TASK DIRECTIONS.
A verbatim copy of the data below is the required output.

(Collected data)
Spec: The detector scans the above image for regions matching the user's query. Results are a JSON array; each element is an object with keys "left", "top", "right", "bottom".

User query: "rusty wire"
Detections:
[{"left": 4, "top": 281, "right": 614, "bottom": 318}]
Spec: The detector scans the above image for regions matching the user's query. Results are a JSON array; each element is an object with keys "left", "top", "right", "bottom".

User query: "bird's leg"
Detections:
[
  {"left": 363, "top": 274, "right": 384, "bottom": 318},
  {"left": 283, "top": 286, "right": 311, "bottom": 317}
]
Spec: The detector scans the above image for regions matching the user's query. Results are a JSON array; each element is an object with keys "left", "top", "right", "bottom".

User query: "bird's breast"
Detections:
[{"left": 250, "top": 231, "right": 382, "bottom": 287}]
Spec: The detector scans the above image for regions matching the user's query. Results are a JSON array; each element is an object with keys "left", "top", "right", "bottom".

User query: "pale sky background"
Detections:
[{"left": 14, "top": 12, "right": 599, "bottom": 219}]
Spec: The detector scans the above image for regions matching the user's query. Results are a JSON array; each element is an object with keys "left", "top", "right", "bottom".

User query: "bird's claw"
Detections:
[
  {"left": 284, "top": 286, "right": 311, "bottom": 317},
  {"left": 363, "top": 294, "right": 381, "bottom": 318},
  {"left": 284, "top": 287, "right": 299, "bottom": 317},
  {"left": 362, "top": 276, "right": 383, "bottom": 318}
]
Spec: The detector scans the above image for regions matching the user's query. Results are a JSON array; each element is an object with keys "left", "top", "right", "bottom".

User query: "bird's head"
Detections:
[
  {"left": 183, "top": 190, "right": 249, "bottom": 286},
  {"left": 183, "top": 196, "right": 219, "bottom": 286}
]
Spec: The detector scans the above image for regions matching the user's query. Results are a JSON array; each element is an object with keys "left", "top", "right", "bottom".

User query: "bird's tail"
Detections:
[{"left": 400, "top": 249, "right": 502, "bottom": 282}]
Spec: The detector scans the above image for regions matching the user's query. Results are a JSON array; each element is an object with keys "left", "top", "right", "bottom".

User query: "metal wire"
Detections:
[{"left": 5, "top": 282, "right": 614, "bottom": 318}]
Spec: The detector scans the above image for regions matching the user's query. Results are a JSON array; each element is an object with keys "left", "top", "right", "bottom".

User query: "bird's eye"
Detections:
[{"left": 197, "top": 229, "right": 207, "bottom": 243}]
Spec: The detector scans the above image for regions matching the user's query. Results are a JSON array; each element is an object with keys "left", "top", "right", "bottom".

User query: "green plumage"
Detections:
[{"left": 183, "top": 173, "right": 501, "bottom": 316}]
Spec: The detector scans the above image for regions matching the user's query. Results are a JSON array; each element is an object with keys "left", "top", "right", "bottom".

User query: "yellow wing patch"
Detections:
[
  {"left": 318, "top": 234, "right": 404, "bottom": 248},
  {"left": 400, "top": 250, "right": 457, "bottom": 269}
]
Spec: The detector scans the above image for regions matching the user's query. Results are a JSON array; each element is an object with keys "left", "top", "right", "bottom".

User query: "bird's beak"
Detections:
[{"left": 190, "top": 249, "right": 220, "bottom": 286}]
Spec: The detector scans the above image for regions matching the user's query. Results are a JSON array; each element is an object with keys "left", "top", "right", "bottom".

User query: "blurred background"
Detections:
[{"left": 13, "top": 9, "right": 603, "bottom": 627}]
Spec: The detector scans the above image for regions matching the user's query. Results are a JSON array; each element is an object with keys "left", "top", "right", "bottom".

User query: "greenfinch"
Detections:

EXERCISE ANSWER.
Spec: The detector scans the above image for regions matching the user's query. Results are a JSON array; each element is an object with keys "left", "top", "right", "bottom".

User query: "rusty wire"
Detections:
[{"left": 4, "top": 281, "right": 614, "bottom": 318}]
Spec: The detector scans the above image for regions matching the user's query. Results are a JSON array; each element is an object with keys "left", "top", "right", "bottom".

User query: "bird's leg"
Detections:
[
  {"left": 363, "top": 274, "right": 384, "bottom": 318},
  {"left": 283, "top": 286, "right": 311, "bottom": 317}
]
Spec: The detector scans the above image for regions matching the user's query. Results are a JSON array; each element is an object with keys "left", "top", "right", "bottom".

User query: "bird's breast"
Detections:
[{"left": 250, "top": 231, "right": 382, "bottom": 287}]
Spec: The detector scans the above image for regions matching the user's query. Results are a JSON array; each element is an object with keys "left", "top", "right", "bottom".

User query: "pale sky background"
Detections:
[{"left": 14, "top": 12, "right": 599, "bottom": 219}]
Spec: The detector scans the above image for regions matching the user's query. Results are a JSON array; each element is an object with keys "left", "top", "right", "bottom".

User query: "bird's claw"
Detections:
[
  {"left": 284, "top": 286, "right": 311, "bottom": 317},
  {"left": 363, "top": 294, "right": 381, "bottom": 318},
  {"left": 284, "top": 287, "right": 299, "bottom": 317},
  {"left": 362, "top": 276, "right": 383, "bottom": 318}
]
Spec: The detector scans the above image for regions matching the user's query. Results are a JSON array; each element is an object with keys "left", "top", "right", "bottom".

User query: "bird's head"
Detections:
[
  {"left": 183, "top": 190, "right": 249, "bottom": 286},
  {"left": 183, "top": 196, "right": 219, "bottom": 286}
]
Spec: The detector scans the above image for regions matching the user's query. Results are a JSON array; each element is an object with keys "left", "top", "right", "bottom".

User query: "bird's tail"
Detections:
[{"left": 400, "top": 249, "right": 502, "bottom": 282}]
Spec: The detector scans the above image for regions matching the user's query. Results are a JSON array; each element is an object with keys "left", "top", "right", "bottom".

User query: "metal wire"
Detections:
[{"left": 5, "top": 282, "right": 614, "bottom": 318}]
Spec: The detector scans the above image for regions matching the user's query. Results are a JSON array; each element is an object with keys "left", "top", "right", "bottom".

User query: "bird's eye"
Detections:
[{"left": 197, "top": 229, "right": 207, "bottom": 243}]
Spec: The detector scans the above image for regions matching the user's query. Results are a JSON array; each element is an object with keys "left", "top", "right", "bottom".

User query: "green plumage"
Detections:
[{"left": 183, "top": 173, "right": 501, "bottom": 316}]
Spec: The detector scans the above image for regions matching the user's query. Results are a JSON array; each element is an object with keys "left", "top", "right", "bottom".

User query: "yellow wing patch"
Detections:
[
  {"left": 318, "top": 234, "right": 404, "bottom": 248},
  {"left": 400, "top": 250, "right": 457, "bottom": 269}
]
Spec: The detector scans the above image for regions matching the user's query. Results are a JSON array; each element is an object with keys "left", "top", "right", "bottom".

User query: "bird's beak"
Detections:
[{"left": 190, "top": 249, "right": 220, "bottom": 286}]
Spec: The detector scans the above image for regions matching the user's query. Results are a JSON array; each element is an object with keys "left", "top", "right", "bottom".

User query: "blurred background"
Detections:
[{"left": 13, "top": 9, "right": 603, "bottom": 627}]
Spec: The detector scans the above image for regions matching the user's query. Results are a JSON array; each element is an object with keys "left", "top", "right", "bottom".

User query: "greenfinch"
Detections:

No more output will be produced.